**Problem statement:** Convert each line of the records below into a JSON list of strings with one string per line, and leave out blank lines.

##### Data section #####

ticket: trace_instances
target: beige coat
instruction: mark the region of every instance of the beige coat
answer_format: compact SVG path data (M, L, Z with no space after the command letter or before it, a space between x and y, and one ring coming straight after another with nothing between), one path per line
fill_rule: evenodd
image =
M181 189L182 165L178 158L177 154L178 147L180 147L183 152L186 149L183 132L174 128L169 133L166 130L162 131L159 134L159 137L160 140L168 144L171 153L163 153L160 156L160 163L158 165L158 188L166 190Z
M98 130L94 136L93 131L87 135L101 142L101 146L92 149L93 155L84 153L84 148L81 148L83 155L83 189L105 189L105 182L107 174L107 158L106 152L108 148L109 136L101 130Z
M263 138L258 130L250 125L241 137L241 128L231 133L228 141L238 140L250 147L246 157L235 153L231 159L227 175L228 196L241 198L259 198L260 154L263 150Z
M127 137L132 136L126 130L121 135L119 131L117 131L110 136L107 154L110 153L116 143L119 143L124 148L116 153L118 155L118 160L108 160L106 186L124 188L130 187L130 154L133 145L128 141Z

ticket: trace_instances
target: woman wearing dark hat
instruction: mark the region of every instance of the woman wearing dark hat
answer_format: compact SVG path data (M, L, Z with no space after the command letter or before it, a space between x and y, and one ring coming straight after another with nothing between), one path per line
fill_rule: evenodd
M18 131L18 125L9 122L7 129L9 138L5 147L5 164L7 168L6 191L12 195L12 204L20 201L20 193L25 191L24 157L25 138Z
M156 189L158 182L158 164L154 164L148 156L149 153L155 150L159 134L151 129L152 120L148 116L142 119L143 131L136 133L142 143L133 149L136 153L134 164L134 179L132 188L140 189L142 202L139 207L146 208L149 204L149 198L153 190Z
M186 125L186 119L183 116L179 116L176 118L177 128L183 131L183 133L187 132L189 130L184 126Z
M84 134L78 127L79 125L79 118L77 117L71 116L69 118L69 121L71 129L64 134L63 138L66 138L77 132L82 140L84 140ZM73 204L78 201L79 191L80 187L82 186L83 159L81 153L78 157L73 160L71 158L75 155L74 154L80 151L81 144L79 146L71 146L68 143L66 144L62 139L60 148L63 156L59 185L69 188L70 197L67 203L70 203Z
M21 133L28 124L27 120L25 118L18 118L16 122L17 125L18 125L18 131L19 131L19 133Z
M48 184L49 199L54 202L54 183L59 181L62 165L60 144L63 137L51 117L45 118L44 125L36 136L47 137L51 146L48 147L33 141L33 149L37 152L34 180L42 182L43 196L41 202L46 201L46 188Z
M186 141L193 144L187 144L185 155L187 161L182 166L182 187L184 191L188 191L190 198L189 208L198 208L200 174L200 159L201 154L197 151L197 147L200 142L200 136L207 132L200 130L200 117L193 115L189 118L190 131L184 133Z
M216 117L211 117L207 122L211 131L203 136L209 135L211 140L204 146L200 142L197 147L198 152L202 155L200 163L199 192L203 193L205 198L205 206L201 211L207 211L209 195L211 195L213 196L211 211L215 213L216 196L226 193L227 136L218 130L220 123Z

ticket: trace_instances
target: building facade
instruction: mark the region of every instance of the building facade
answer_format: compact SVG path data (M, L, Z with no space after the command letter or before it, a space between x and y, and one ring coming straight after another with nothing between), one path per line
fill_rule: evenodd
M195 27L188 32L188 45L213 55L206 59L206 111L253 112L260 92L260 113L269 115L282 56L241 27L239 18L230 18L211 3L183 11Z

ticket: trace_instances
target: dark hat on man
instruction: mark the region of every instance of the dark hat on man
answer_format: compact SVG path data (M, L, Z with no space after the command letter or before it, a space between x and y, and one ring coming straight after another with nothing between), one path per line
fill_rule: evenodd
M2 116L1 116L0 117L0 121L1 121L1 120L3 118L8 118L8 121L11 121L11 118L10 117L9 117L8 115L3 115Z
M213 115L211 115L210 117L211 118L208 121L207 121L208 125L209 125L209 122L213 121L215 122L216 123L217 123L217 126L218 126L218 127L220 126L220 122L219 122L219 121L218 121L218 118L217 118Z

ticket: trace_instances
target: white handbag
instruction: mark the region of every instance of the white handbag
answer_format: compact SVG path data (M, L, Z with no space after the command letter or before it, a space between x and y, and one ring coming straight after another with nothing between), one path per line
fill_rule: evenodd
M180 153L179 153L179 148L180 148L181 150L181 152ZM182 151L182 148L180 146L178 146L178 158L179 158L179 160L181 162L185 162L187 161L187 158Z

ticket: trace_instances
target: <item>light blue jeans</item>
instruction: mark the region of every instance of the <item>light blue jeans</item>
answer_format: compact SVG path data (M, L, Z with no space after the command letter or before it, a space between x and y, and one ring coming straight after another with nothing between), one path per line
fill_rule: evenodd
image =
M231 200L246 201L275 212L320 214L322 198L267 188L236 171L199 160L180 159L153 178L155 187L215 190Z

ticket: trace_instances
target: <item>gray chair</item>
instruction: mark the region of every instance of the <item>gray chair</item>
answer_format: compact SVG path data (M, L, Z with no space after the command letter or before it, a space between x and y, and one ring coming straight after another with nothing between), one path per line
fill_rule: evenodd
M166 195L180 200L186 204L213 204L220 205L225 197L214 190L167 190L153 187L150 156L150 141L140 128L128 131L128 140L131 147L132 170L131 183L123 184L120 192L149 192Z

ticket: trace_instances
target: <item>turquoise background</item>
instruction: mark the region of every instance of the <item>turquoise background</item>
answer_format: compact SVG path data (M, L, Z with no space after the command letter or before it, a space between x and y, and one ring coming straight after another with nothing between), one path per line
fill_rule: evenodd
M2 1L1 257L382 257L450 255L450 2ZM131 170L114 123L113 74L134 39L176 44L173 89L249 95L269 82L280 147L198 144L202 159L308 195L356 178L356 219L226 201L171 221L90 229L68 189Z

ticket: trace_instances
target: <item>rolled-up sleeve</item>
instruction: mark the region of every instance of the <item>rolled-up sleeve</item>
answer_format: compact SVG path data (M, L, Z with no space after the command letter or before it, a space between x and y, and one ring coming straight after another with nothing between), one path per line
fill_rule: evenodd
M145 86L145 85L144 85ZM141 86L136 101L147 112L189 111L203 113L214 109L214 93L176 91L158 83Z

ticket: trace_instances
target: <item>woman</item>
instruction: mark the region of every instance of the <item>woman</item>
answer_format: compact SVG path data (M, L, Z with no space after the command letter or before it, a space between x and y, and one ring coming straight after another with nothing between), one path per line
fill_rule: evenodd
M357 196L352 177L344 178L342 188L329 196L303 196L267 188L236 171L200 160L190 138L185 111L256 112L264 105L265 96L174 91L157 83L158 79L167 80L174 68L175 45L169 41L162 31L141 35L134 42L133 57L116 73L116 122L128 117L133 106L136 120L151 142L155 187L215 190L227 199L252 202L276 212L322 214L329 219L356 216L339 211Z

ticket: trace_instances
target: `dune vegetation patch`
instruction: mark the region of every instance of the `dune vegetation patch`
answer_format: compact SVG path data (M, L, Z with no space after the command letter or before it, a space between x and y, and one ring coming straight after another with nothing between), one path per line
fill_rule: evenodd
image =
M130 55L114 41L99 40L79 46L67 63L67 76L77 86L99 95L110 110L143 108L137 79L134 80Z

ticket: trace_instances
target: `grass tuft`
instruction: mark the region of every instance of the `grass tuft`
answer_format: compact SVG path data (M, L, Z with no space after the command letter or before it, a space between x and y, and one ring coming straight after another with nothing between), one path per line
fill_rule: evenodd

#####

**Written response:**
[
  "ticket: trace_instances",
  "target: beige coat",
  "instruction: mark the region of every instance of the beige coat",
  "answer_format: compact SVG path data (M, L, Z with no space after the command letter or before it, a space between x and y, and one ring coming straight after another with nothing between), one path per line",
  "fill_rule: evenodd",
  "image =",
  "M181 189L182 165L178 158L177 154L178 147L180 147L183 152L186 149L183 132L174 128L169 133L166 130L162 131L159 134L159 137L160 140L168 144L171 153L163 153L160 156L160 163L158 165L158 188L166 190Z",
  "M98 130L94 136L93 131L87 135L101 142L101 146L92 149L93 155L84 153L84 148L81 148L83 155L83 189L105 189L105 182L107 174L107 158L106 152L108 148L109 136L101 130Z",
  "M263 138L258 130L250 125L241 137L241 128L231 133L228 141L238 140L250 147L246 157L235 153L231 159L227 175L228 196L241 198L259 198L260 154L263 150Z",
  "M127 137L132 136L126 130L121 135L119 131L117 131L110 136L107 154L110 153L116 143L119 143L124 148L116 153L118 155L118 160L108 160L106 186L124 188L130 187L130 154L133 145L128 141Z",
  "ticket: trace_instances",
  "target: woman wearing dark hat",
  "instruction: mark the region of every instance of the woman wearing dark hat",
  "answer_format: compact SVG path data (M, L, Z with no space after the command letter or before it, a space between x and y, and one ring coming straight after another with nothing between), one path per line",
  "fill_rule: evenodd",
  "M18 131L18 125L9 122L7 129L9 138L5 147L5 164L7 168L6 191L12 195L12 204L20 201L20 193L25 191L24 157L25 138Z",
  "M156 189L158 182L158 164L154 164L148 156L149 153L155 150L159 134L151 129L152 120L148 116L142 119L143 131L136 133L142 143L133 149L136 153L134 164L134 179L132 188L140 189L142 202L139 207L146 208L149 204L149 198L153 190Z",
  "M186 125L186 119L183 116L179 116L176 118L177 128L183 131L183 133L187 132L189 130L184 126Z",
  "M84 134L78 127L79 125L79 118L77 117L71 116L69 118L69 121L71 129L64 134L63 138L66 138L77 132L82 140L84 140ZM73 204L78 201L79 191L80 187L82 186L83 159L81 153L78 157L73 160L71 158L75 155L74 154L80 151L81 144L79 146L71 146L68 143L66 144L62 139L60 148L63 156L59 185L69 188L70 197L67 203L70 203Z",
  "M21 133L28 124L27 120L25 118L18 118L16 122L17 125L18 125L18 131L19 131L19 133Z",
  "M48 184L49 199L54 202L54 183L59 181L62 165L60 144L63 137L51 117L45 118L44 125L36 136L47 137L51 146L48 147L33 141L33 149L37 152L34 180L42 182L43 196L41 202L46 201L46 188Z",
  "M186 141L193 144L187 144L185 155L187 161L182 166L182 187L184 191L188 191L190 198L189 208L198 208L200 174L200 159L201 154L197 151L197 147L200 142L200 136L207 132L200 130L200 117L193 115L189 118L190 131L184 133Z",
  "M216 117L211 117L207 122L211 131L203 136L209 135L211 140L204 146L200 142L197 147L198 152L202 155L200 163L199 192L203 193L205 198L205 206L201 211L207 211L209 195L211 195L213 196L211 211L215 213L216 196L226 193L227 136L218 130L220 123Z",
  "ticket: trace_instances",
  "target: building facade",
  "instruction: mark the region of every instance of the building facade",
  "answer_format: compact SVG path data (M, L, Z with no space after the command letter or before it, a space between x and y, and one ring coming straight after another with nothing between), one path per line",
  "fill_rule: evenodd",
  "M195 27L188 32L188 45L213 55L206 59L206 111L253 112L260 92L260 113L269 115L282 56L241 27L239 18L230 18L211 3L183 11Z",
  "ticket: trace_instances",
  "target: dark hat on man",
  "instruction: mark the region of every instance of the dark hat on man",
  "answer_format: compact SVG path data (M, L, Z with no space after the command letter or before it, a space between x and y, and one ring coming straight after another with nothing between), one path per line",
  "fill_rule: evenodd",
  "M2 116L1 116L0 117L0 121L1 121L1 120L3 118L8 118L8 121L11 121L11 118L10 117L9 117L8 115L3 115Z",
  "M213 115L211 115L210 117L211 118L208 121L207 121L208 125L209 125L209 122L213 121L215 122L216 123L217 123L217 126L218 126L218 127L220 126L220 122L219 122L219 121L218 121L218 118L217 118Z",
  "ticket: trace_instances",
  "target: white handbag",
  "instruction: mark the region of every instance of the white handbag",
  "answer_format: compact SVG path data (M, L, Z with no space after the command letter or before it, a space between x and y, and one ring coming straight after another with nothing between), one path per line",
  "fill_rule: evenodd",
  "M180 153L179 153L179 148L180 148L181 150L181 152ZM182 151L182 148L180 146L178 146L178 158L179 158L179 160L181 162L185 162L187 161L187 158Z",
  "ticket: trace_instances",
  "target: <item>light blue jeans</item>",
  "instruction: mark the region of every instance of the <item>light blue jeans</item>",
  "answer_format: compact SVG path data (M, L, Z with no space after the command letter or before it, a space between x and y, and one ring coming straight after another with nothing between), one path per line",
  "fill_rule: evenodd",
  "image =",
  "M231 200L246 201L275 212L320 214L322 198L267 188L236 171L199 160L180 159L153 178L155 187L215 190Z",
  "ticket: trace_instances",
  "target: <item>gray chair</item>",
  "instruction: mark the region of every instance of the <item>gray chair</item>",
  "answer_format: compact SVG path data (M, L, Z with no space after the command letter or before it, a space between x and y, and one ring coming straight after another with nothing between), one path per line",
  "fill_rule: evenodd",
  "M166 195L180 200L186 204L213 204L220 205L225 197L214 190L167 190L153 187L150 156L150 141L140 128L128 131L128 140L131 147L132 170L131 183L123 184L120 192L149 192Z",
  "ticket: trace_instances",
  "target: <item>turquoise background</item>",
  "instruction: mark the region of every instance of the <item>turquoise background</item>",
  "answer_format: compact SVG path data (M, L, Z with no space after the command letter or before it, a space between x and y, and one ring coming straight after another with nothing between), one path per line",
  "fill_rule: evenodd",
  "M2 1L1 257L382 257L450 255L450 2ZM131 170L114 123L113 74L134 39L176 44L173 89L249 95L269 82L280 147L198 144L202 159L308 195L356 178L356 219L226 201L171 221L90 229L68 189Z",
  "ticket: trace_instances",
  "target: <item>rolled-up sleeve</item>",
  "instruction: mark the region of every instance of the <item>rolled-up sleeve</item>",
  "answer_format: compact SVG path data (M, L, Z with no space after the command letter or before it, a space between x and y, and one ring coming straight after another with nothing between), one path per line",
  "fill_rule: evenodd",
  "M145 86L145 85L144 85ZM141 86L136 101L147 112L189 111L203 113L214 109L214 93L176 91L158 83Z",
  "ticket: trace_instances",
  "target: <item>woman</item>",
  "instruction: mark the region of every instance of the <item>woman</item>",
  "answer_format: compact SVG path data (M, L, Z with no space after the command letter or before it, a space between x and y, and one ring coming straight after another with nothing between), one path per line",
  "fill_rule: evenodd",
  "M357 196L352 177L344 178L342 188L329 196L303 196L267 188L236 171L200 160L190 138L185 111L256 112L264 105L265 96L174 91L157 83L158 79L167 80L174 68L175 45L169 41L162 31L141 35L134 42L133 57L116 73L116 122L128 117L133 106L136 120L151 142L155 187L215 190L227 199L252 202L276 212L322 214L329 219L356 216L339 211Z",
  "ticket: trace_instances",
  "target: `dune vegetation patch`",
  "instruction: mark the region of every instance of the `dune vegetation patch`",
  "answer_format: compact SVG path data (M, L, Z with no space after the command letter or before it, a space between x and y, and one ring coming straight after another with nothing between), one path per line",
  "fill_rule: evenodd",
  "image =",
  "M130 55L114 41L99 40L79 46L67 63L67 76L77 86L99 95L110 110L143 108L137 79L134 80Z",
  "ticket: trace_instances",
  "target: `grass tuft`",
  "instruction: mark the region of every instance of the `grass tuft`",
  "answer_format: compact SVG path data (M, L, Z with no space after the command letter or before it, a space between x and y, and one ring coming straight after another with nothing between), one path per line",
  "fill_rule: evenodd"
]